* Begin EXCERPTED TEXT *

Brown Algea=not enough light
Green Algea=too much Light
If you want to talk to a real expert on getting it under control, give Noodles 11114 a call you can find him in the sponser section under African rift aquatics give him a call and ask for Eric Talson, talk to Eric this guy knows his stuff, you won't be dissapointed.

Cheers.


----------



## Gregzz4 (Jun 25, 2010)

Not to argue with Slopster...

Brown algae isn't _always_ due to low light
I can't explain it but have had it with over 3.5watts/gallon

How old is this setup?


----------



## lidder_b (Apr 30, 2010)

I will continue to do the water changes and i think i need to take out all the rocks and vacuum hopefully that takes care of that and hopefully the fish are not harmed by this. The agea is slimy on the rock but in some areas it looks like it has hair filaments (this is only the case where the power head is blasting at a rock)


----------



## Gregzz4 (Jun 25, 2010)

Gregzz4 said:


> How old is this setup?


And the answer is....


----------



## lidder_b (Apr 30, 2010)

The set up is about 2.5 years old.


----------



## Shell Dweller (Jul 11, 2010)

I also have noticed some brown algea growing in my 120 gal cichlid tank in the last month or so. Although I do a weekly w/c and gravel cleaning there are bound to be some hard to reach areas under the rocks etc where some debris may acumulate. I found that by removing the rocks and doing a thorough vacum cleaning this solved my problem. The last time I did this I was amazed at the amount of debris I found. Although this will upset the territories that are in place the fish will set new boundaries once again.


----------



## jobber (May 14, 2010)

Beyond a new cycling tank, please keep in mind that there is also OTS (old tank syndrome). Happens to the best of us when the tank is poorly-maintained

Sources:
Old Tank Syndrome in the aquarium, What is it, and what do we do about it?

* End EXCERPTED TEXT *
* Begin WORKING DATA *

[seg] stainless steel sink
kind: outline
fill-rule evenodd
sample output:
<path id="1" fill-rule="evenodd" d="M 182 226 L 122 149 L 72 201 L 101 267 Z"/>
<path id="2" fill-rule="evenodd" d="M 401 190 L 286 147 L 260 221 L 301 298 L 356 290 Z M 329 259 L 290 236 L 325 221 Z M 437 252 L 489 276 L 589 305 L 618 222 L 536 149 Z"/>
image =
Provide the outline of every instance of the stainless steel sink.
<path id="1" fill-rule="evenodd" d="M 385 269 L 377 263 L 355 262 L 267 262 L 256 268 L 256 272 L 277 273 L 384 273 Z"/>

* End WORKING DATA *

## [THINGS TO DO]
- 1) In the aquarium algae thread, translate "The set up is about 2.5 years old." into Spanish.
- 2) Reproduce every line of the listing without any changes.

## [ANSWERS FOR THE TASKS]
- 1) La instalación tiene unos 2,5 años.

- 2)
[seg] stainless steel sink
kind: outline
fill-rule evenodd
sample output:
<path id="1" fill-rule="evenodd" d="M 182 226 L 122 149 L 72 201 L 101 267 Z"/>
<path id="2" fill-rule="evenodd" d="M 401 190 L 286 147 L 260 221 L 301 298 L 356 290 Z M 329 259 L 290 236 L 325 221 Z M 437 252 L 489 276 L 589 305 L 618 222 L 536 149 Z"/>
image =
Provide the outline of every instance of the stainless steel sink.
<path id="1" fill-rule="evenodd" d="M 385 269 L 377 263 L 355 262 L 267 262 L 256 268 L 256 272 L 277 273 L 384 273 Z"/>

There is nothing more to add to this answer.